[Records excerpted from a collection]
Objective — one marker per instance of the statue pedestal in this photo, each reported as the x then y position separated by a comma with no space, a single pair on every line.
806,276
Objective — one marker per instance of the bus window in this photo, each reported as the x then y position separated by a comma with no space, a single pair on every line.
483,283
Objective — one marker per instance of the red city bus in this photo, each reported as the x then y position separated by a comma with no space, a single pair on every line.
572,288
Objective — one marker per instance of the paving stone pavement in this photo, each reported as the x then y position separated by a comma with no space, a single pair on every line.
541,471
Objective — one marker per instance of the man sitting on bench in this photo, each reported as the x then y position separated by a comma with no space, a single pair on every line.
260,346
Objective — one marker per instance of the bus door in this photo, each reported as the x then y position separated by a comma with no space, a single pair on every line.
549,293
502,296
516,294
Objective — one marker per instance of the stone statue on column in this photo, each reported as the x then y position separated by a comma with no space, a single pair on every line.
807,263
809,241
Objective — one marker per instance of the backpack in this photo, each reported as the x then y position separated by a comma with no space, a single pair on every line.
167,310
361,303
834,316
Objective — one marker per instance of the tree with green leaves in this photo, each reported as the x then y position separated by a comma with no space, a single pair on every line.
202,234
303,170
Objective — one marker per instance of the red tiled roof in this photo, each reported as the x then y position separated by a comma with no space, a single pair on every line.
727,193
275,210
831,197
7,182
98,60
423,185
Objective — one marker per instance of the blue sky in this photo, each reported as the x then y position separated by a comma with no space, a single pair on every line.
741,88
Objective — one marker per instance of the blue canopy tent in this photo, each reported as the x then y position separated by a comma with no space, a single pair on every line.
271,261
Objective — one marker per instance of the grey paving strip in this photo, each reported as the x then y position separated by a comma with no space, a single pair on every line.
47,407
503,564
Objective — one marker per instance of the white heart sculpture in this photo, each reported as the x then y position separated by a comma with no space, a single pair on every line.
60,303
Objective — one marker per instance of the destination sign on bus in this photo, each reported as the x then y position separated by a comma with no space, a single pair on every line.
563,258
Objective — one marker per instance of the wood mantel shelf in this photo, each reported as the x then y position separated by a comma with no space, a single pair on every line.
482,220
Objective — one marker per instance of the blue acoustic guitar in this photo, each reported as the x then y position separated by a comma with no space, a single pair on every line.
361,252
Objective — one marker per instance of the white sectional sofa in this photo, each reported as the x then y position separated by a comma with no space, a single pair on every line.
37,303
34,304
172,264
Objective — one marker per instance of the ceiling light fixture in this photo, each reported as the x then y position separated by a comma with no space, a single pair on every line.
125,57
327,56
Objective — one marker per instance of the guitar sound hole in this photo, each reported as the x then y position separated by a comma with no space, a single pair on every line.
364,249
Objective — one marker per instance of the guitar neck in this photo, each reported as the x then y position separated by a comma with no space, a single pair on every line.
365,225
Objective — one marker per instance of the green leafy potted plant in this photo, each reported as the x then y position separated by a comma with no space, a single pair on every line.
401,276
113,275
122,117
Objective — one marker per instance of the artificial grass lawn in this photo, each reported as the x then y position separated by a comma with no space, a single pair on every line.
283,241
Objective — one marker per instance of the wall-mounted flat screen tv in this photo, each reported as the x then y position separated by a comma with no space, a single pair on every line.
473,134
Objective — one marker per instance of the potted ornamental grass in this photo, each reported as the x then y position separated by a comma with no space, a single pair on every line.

## Task:
Print out every entry, keeping each one exact.

## Worked solution:
Objective — one marker per instance of the statue pedestal in this photo, each reported as the x then y position separated by a comma with no space, a single pair on every line.
806,276
Objective — one marker per instance of the bus window in this photo, each reported as the x then y position separated by a comma with no space, a single pair on every line.
483,283
Objective — one marker per instance of the red city bus in this photo, each reported as the x then y position separated by a comma with no space, a single pair on every line.
572,288
Objective — one marker per instance of the paving stone pavement in this photo, each reported as the x then y position separated by a comma with no space, a single pair on every line.
541,471
Objective — one marker per instance of the man sitting on bench in this photo, each reported as the x then y position separated by a comma with no space, a single pair on every line.
260,346
Objective — one marker per instance of the bus door in this photo, each reported as the x then y position separated by a comma with no space, a single pair on every line.
549,293
502,296
516,294
Objective — one marker per instance of the stone statue on column in this photo, each reported as the x then y position separated by a comma with no space, a single pair on every line.
807,263
809,241
Objective — one marker per instance of the backpack in this photo, each reported as the x then y position separated by a comma with no space, a single pair on every line.
167,310
361,303
834,316
Objective — one marker per instance of the tree with green leaves in this photo, each reported as the x then y position separated by a comma with no space, a single pair on every line.
202,234
303,170
Objective — one marker per instance of the red tiled roof in this photo, each reported as the x then y position separated by a comma with no space, a single pair on every line.
727,193
275,210
831,197
7,182
98,60
423,185
Objective — one marker per instance of the blue sky in this photo, each reported as the x then y position separated by a comma with no space, a single pair on every line.
741,88
Objective — one marker per instance of the blue canopy tent in this photo, each reported as the x then y position separated by a comma with no space, a single pair on every line.
271,261
Objective — one marker per instance of the grey paving strip in this photo, each reported as the x then y position separated by a comma with no space, a single pair on every line.
47,407
503,564
Objective — one marker per instance of the white heart sculpture in this photo, each reported as the x then y position separated by a comma with no space, a single pair on every line.
60,303
Objective — one marker per instance of the destination sign on bus in this photo, each reported as the x then y position separated by a comma with no space, a single pair on every line.
563,258
Objective — one marker per instance of the wood mantel shelf in this photo, each reported as the x then y position separated by a comma with no space, a single pair on every line.
482,220
Objective — one marker per instance of the blue acoustic guitar in this photo, each reported as the x then y position separated by a comma with no space, a single pair on every line.
361,252
Objective — one marker per instance of the white sectional sofa in this photo, each reported as the x then y position separated by a comma with no space, a single pair on every line.
37,303
34,304
172,264
Objective — one marker per instance of the ceiling light fixture in this photo, each reported as the x then y position separated by a comma with no space, a single pair on every line.
125,57
327,56
Objective — one marker per instance of the guitar sound hole in this photo, each reported as the x then y position separated by a comma with no space, a single pair on every line.
364,249
Objective — one marker per instance of the guitar neck in this photo, each reported as the x then y position separated by a comma with no space, a single pair on every line.
365,225
Objective — one marker per instance of the green leafy potted plant in this photo, each reported as the x then y position separated by a comma with no space, a single pair on every line.
401,276
113,275
122,117
Objective — one marker per instance of the artificial grass lawn in this photo, each reported as the x then y position separated by a comma with no space, a single pair on every line.
283,241
Objective — one marker per instance of the wall-mounted flat screen tv in this photo, each reported as the x then y position separated by a comma with no space, a single pair on every line.
473,134
Objective — one marker per instance of the potted ornamental grass in this photo, each reported as the x then y position separated by a comma with no space, a single pair on every line.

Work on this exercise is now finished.